- Instructions for the task:
Output each line of the material exactly as it stands.

Location labeling records:

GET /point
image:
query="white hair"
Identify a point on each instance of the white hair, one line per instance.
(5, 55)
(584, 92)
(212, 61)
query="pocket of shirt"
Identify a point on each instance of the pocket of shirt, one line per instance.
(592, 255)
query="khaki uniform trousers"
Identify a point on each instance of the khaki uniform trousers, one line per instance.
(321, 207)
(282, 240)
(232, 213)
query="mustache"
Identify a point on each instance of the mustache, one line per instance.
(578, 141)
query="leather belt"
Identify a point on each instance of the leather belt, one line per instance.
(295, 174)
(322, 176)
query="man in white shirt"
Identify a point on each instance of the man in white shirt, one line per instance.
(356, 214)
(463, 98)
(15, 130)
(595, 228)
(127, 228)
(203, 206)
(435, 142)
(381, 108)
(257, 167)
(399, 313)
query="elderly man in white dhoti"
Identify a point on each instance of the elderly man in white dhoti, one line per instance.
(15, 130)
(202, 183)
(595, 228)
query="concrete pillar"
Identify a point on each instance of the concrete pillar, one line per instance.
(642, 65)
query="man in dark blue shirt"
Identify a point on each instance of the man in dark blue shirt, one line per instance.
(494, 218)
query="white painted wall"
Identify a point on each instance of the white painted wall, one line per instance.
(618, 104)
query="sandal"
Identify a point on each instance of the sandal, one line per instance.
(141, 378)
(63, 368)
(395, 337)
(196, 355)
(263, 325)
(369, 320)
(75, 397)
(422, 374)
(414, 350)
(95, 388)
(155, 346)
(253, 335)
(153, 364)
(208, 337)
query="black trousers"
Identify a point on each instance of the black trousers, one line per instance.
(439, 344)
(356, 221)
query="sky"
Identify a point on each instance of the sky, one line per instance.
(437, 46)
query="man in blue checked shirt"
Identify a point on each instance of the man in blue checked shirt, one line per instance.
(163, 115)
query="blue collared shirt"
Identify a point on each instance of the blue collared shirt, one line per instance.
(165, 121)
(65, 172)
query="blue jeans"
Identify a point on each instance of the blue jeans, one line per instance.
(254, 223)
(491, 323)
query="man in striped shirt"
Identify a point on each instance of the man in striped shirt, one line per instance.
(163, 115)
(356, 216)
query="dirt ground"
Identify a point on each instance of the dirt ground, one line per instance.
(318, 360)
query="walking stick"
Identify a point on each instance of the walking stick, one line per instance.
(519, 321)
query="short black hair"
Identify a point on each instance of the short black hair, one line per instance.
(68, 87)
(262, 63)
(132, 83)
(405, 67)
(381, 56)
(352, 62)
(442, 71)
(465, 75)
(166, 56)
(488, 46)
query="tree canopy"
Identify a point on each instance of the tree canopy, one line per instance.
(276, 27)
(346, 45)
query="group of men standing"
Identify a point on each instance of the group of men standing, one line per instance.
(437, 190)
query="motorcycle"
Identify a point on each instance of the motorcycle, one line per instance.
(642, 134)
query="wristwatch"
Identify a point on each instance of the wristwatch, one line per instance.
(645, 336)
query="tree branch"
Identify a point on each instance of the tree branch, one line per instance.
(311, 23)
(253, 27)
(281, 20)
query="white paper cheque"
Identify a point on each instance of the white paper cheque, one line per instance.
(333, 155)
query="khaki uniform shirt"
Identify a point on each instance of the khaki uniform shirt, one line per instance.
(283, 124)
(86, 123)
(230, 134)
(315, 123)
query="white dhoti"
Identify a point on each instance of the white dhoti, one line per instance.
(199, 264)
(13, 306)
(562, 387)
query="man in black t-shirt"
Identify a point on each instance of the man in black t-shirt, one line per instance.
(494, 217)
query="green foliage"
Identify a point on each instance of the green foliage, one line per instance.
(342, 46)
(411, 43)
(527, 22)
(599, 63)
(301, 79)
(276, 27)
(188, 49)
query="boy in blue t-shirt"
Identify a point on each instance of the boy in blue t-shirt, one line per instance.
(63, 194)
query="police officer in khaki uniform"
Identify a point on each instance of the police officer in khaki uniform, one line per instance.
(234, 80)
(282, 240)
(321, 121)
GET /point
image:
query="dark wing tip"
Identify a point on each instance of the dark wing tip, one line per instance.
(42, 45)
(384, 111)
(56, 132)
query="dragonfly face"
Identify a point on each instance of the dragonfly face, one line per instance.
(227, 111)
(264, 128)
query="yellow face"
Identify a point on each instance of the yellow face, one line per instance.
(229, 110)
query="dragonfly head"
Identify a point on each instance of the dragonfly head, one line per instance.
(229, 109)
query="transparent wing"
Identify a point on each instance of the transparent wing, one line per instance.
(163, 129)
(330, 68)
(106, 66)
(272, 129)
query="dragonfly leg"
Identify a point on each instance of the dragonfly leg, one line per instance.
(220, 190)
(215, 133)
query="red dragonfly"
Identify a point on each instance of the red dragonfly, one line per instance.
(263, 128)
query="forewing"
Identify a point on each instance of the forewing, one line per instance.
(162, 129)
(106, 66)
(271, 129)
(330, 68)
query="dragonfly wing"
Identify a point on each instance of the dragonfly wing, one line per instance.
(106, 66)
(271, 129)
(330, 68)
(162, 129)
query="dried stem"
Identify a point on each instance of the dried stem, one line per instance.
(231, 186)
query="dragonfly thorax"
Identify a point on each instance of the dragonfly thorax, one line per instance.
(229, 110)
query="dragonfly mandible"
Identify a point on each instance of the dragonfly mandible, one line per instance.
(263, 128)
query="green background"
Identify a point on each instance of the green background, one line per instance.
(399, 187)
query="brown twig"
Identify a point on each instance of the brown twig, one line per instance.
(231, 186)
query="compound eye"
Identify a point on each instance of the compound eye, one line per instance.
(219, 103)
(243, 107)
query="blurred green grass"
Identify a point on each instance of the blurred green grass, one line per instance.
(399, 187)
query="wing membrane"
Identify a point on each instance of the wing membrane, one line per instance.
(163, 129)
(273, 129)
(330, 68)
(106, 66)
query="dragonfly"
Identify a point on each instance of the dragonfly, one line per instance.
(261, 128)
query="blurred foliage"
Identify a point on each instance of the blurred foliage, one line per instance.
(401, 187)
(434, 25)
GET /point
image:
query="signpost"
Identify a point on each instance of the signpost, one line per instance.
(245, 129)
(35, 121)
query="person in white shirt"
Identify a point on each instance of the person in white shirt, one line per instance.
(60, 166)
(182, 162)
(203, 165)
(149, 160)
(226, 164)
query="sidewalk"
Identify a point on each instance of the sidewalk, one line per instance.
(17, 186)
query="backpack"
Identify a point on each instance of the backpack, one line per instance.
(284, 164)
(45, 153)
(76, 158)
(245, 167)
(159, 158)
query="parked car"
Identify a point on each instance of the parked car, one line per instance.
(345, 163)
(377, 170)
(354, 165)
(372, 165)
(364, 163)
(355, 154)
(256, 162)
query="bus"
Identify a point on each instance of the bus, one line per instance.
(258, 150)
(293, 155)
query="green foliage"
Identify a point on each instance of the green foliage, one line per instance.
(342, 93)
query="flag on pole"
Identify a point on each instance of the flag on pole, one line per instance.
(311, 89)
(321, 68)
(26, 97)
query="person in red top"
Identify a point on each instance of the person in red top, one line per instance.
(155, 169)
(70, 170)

- Written solution:
GET /point
image:
query="white hair"
Identify a point on each instance of the white hair, one line per instance.
(5, 55)
(584, 92)
(212, 61)
query="pocket of shirt"
Identify a point on each instance of the pocket of shirt, one line per instance.
(592, 255)
query="khaki uniform trousers"
Identify a point on each instance of the khaki uniform trousers, one line per instance.
(321, 207)
(282, 240)
(232, 213)
query="mustache"
Identify a point on each instance of the mustache, one line per instance.
(578, 141)
query="leather belt"
Identify a point on each instance of the leather belt, one line per instance.
(295, 174)
(322, 176)
query="man in white shirt"
Identify a point on each instance of the man in white shirt, one line per instance.
(356, 214)
(463, 98)
(15, 130)
(595, 228)
(127, 228)
(203, 206)
(435, 142)
(381, 108)
(257, 167)
(399, 313)
query="elderly man in white dhoti"
Identify a point on each instance of the elderly man in white dhoti, one line per instance.
(15, 130)
(202, 183)
(595, 228)
query="concrete pillar"
Identify a point on each instance of the concrete pillar, one line per instance.
(642, 65)
query="man in dark blue shirt"
Identify a point on each instance of the man in dark blue shirt, one line per instance.
(494, 218)
query="white painted wall"
Identify a point on each instance of the white painted wall, one line per instance.
(618, 104)
query="sandal"
Identify a point on each instance of the sandal, one line per instance.
(141, 378)
(63, 368)
(395, 337)
(196, 355)
(263, 325)
(369, 320)
(75, 397)
(422, 374)
(414, 350)
(95, 388)
(155, 346)
(253, 335)
(153, 364)
(208, 337)
query="black trousers"
Identify a point on each instance of the black trousers, one line per instance.
(439, 344)
(356, 221)
query="sky"
Identify a point on each instance of the sky, one line per instance.
(437, 46)
query="man in blue checked shirt"
Identify a point on each instance of the man in blue checked shirt, one line per instance.
(163, 115)
query="blue collared shirt"
Identify a point on each instance of the blue collared shirt, one line per instance.
(165, 121)
(65, 172)
query="blue jeans"
Identify a point on each instance of the blue jeans, one line per instance.
(254, 223)
(491, 323)
query="man in striped shirt"
Identify a point on each instance of the man in striped shirt, one line per instance.
(163, 115)
(356, 216)
query="dirt ground"
Identify a point on each instance of the dirt ground, one line per instance.
(318, 360)
query="walking stick"
Identify a point on each instance of the walking stick, one line per instance.
(519, 321)
query="short black hair"
Identify a point on each instance of the short black hair, one line per instance.
(68, 87)
(262, 63)
(132, 83)
(405, 67)
(381, 56)
(352, 62)
(442, 71)
(465, 75)
(166, 56)
(488, 46)
query="tree canopy"
Identify a point on each instance of the tree canopy, one line per instance.
(276, 27)
(346, 45)
query="group of men standing"
Identify a point on each instance of the group of men standing, one line per instance.
(437, 190)
query="motorcycle"
Identify a point on each instance of the motorcycle, one line per instance.
(642, 134)
query="wristwatch"
Identify a point on each instance of the wristwatch, one line per instance.
(645, 336)
query="tree branch"
Identify a point on each instance of the tree branch, one line per instance.
(311, 23)
(253, 27)
(281, 20)
query="white paper cheque"
Identify a point on each instance of the white paper cheque, one line per instance.
(333, 155)
query="khaki uniform shirt"
Identify a point on each instance of the khaki uniform shirt, one line per instance.
(283, 124)
(86, 123)
(230, 134)
(315, 123)
query="white dhoti"
Identify a point on each instance of the white dhoti, one line per instance.
(199, 264)
(13, 306)
(562, 387)
query="man in black t-shirt"
Identify a point on each instance of the man in black t-shirt, one line per instance.
(494, 217)
query="green foliage"
Identify a point on each instance of the green foliage, one line per instance.
(342, 46)
(411, 43)
(527, 22)
(599, 63)
(301, 79)
(276, 27)
(188, 49)
query="boy in blue t-shirt"
Identify a point on each instance of the boy in blue t-shirt, one line per instance.
(63, 194)
query="police officer in khaki uniform"
Identify a point on each instance of the police officer in khaki uniform, one line per instance.
(234, 80)
(282, 240)
(321, 121)
GET /point
image:
query="dark wing tip"
Identify a point on each instance of the dark wing tip, one line per instance.
(42, 45)
(384, 111)
(56, 132)
query="dragonfly face"
Identify a point on each instance of the dragonfly face, one line per instance.
(227, 111)
(264, 128)
query="yellow face"
Identify a point on each instance of the yellow face, one line per instance.
(229, 110)
query="dragonfly head"
Identify a point on each instance of the dragonfly head, one line per instance.
(229, 109)
query="transparent wing"
Identify a point on each instance of the transparent wing, one line per instance.
(163, 129)
(330, 68)
(106, 66)
(272, 129)
query="dragonfly leg"
Identify a point on each instance of the dragonfly leg, one line per instance.
(220, 190)
(215, 133)
query="red dragonfly"
Identify a point on each instance of the red dragonfly, one line per instance.
(263, 128)
query="forewing"
Identify a point on each instance of the forewing, one line per instance.
(162, 129)
(106, 66)
(271, 129)
(330, 68)
query="dragonfly wing"
Identify a point on each instance of the dragonfly wing, one line per instance.
(106, 66)
(271, 129)
(330, 68)
(162, 129)
query="dried stem"
Identify a point on each instance of the dried stem, one line per instance.
(231, 186)
query="dragonfly thorax"
Identify a point on each instance of the dragonfly thorax, one line per instance.
(229, 110)
query="dragonfly mandible"
Identify a point on each instance of the dragonfly mandible, one line per instance.
(263, 128)
query="green background"
Identify a point on each instance of the green background, one line per instance.
(399, 187)
query="brown twig"
Identify a point on each instance of the brown twig, one line per instance.
(231, 186)
query="compound eye"
Identify a point on each instance of the compound eye, one line per instance.
(219, 103)
(243, 107)
query="blurred green grass"
Identify a point on each instance of the blurred green grass, one line per instance.
(399, 187)
query="wing membrane"
Identify a point on each instance of the wing membrane, one line per instance.
(163, 129)
(273, 129)
(330, 68)
(106, 66)
query="dragonfly"
Identify a point on each instance of the dragonfly, one line per instance.
(261, 128)
query="blurred foliage"
Identify a point on each instance of the blurred foliage, one line per instance.
(401, 187)
(434, 25)
GET /point
image:
query="signpost"
Identify a point on each instance of the signpost, one line per instance.
(245, 129)
(35, 121)
query="person in white shirt"
Identify a point on each instance of the person in white shirt, one line per instance.
(60, 166)
(182, 162)
(203, 165)
(149, 160)
(226, 164)
query="sidewalk"
Identify a point on each instance of the sidewalk, one line per instance.
(17, 186)
query="backpack"
Identify a point on each instance of the backpack, one line per instance.
(284, 164)
(45, 153)
(76, 158)
(245, 167)
(159, 158)
query="parked car"
Identify a point on each instance of the parked car, one line per instance.
(345, 163)
(377, 170)
(354, 165)
(372, 165)
(364, 163)
(355, 154)
(256, 162)
query="bus"
Identify a point on each instance of the bus, one line per instance.
(258, 150)
(293, 155)
query="green foliage"
Identify a point on each instance of the green foliage, one line per instance.
(342, 93)
query="flag on pole"
Identify a point on each instance of the flag on pole, one line per instance.
(311, 89)
(321, 68)
(26, 97)
query="person in red top"
Identify a point on each instance of the person in red top, one line per instance.
(155, 169)
(70, 170)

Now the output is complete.